[A run of records]
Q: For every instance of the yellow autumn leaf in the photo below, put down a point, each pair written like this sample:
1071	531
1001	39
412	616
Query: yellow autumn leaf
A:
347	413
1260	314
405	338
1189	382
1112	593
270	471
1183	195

### Requirements
Copy out all of the items above word for word, without changing anything.

### Exercise result
Q: For every instance of the yellow autumn leaf in the photo below, put down a point, each pair written like this sample:
1071	531
1001	39
412	616
Query: yellow autumn leaf
A:
347	413
1260	314
405	338
1189	382
1112	593
270	471
1183	195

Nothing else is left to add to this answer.